Reproduce exactly the lines from the one containing "decorative ceiling molding" through the last line of the records below, both included. Leave out any pictures.

— START Given data —

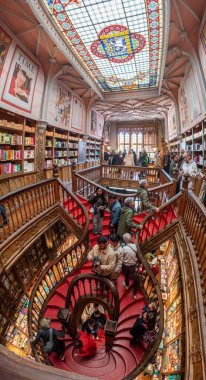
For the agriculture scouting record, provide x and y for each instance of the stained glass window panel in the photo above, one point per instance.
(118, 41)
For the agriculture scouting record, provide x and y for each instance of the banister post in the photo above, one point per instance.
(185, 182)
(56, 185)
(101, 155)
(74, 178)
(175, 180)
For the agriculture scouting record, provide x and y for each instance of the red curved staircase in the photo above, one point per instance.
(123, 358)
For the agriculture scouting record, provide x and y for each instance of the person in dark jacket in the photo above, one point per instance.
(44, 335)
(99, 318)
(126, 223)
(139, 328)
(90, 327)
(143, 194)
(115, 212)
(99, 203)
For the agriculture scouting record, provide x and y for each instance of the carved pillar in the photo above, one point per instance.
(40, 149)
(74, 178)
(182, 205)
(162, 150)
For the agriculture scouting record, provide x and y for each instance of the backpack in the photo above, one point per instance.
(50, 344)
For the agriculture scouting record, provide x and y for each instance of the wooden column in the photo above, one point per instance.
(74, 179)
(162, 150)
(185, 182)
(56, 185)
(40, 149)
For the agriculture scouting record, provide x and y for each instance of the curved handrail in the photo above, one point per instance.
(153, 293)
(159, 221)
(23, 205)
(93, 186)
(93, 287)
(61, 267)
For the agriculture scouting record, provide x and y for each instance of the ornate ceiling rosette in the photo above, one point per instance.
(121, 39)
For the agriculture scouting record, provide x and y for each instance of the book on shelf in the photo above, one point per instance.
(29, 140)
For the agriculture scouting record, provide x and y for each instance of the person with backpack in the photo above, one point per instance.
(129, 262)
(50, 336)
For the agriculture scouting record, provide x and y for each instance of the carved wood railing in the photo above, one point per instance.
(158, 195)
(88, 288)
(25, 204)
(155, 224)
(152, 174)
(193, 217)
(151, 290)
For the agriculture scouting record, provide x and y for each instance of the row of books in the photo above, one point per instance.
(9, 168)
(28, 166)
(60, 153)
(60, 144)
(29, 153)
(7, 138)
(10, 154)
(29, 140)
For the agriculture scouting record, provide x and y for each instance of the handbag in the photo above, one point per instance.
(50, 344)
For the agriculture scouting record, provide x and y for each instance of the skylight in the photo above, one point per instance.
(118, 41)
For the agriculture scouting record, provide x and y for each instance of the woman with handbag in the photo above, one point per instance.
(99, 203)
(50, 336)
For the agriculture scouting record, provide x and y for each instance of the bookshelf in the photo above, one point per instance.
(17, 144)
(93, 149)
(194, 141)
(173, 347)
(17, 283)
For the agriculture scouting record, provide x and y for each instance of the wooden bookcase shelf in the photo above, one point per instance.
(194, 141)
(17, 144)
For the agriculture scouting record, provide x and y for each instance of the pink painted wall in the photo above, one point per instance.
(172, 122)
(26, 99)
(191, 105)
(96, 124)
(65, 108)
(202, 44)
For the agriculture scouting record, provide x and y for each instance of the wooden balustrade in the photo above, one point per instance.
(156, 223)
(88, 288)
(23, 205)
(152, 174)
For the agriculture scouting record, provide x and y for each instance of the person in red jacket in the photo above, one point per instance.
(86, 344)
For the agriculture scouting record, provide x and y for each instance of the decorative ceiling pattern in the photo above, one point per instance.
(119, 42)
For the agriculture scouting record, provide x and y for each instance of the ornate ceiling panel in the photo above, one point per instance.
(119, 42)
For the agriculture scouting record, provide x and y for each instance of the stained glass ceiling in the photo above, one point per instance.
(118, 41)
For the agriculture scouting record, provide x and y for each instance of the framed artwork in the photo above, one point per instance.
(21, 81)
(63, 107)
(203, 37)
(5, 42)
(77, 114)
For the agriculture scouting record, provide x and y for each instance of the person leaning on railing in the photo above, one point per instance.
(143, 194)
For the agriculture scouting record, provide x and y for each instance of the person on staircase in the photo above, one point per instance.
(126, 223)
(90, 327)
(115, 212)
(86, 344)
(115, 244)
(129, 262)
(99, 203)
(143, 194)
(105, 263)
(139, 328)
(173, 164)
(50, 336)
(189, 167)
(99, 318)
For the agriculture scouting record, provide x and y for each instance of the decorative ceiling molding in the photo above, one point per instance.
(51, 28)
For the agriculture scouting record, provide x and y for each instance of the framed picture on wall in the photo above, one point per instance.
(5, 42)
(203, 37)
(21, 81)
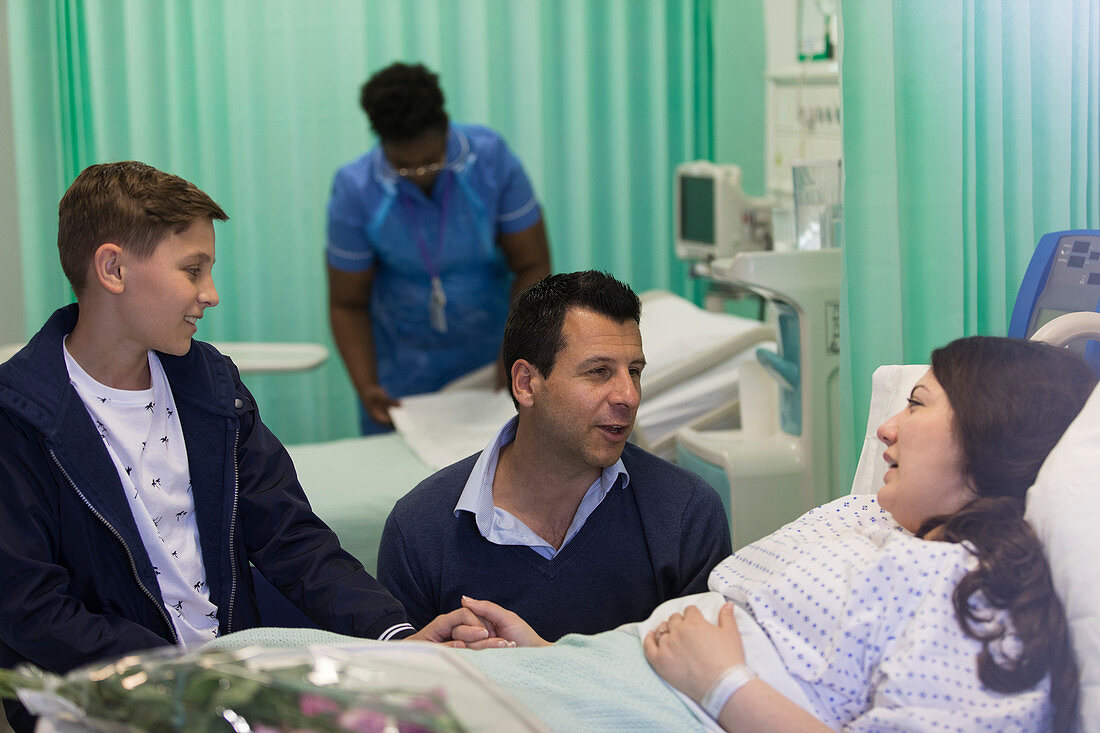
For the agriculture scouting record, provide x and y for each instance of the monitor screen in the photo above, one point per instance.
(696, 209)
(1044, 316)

— END Given data —

> [Written solution]:
For the agriculture scouting record, provide x and y for each instance of the decorative ceiling molding in the photo above, one point per instance.
(51, 28)
For the agriculture scouting record, provide x and y for each instance of the framed picture on wall in the photo above, one point per instance.
(5, 42)
(203, 37)
(21, 81)
For the agriculture scouting record, provide x and y for each instance of the monitor screen in the photo above, one point per instance.
(696, 209)
(1044, 316)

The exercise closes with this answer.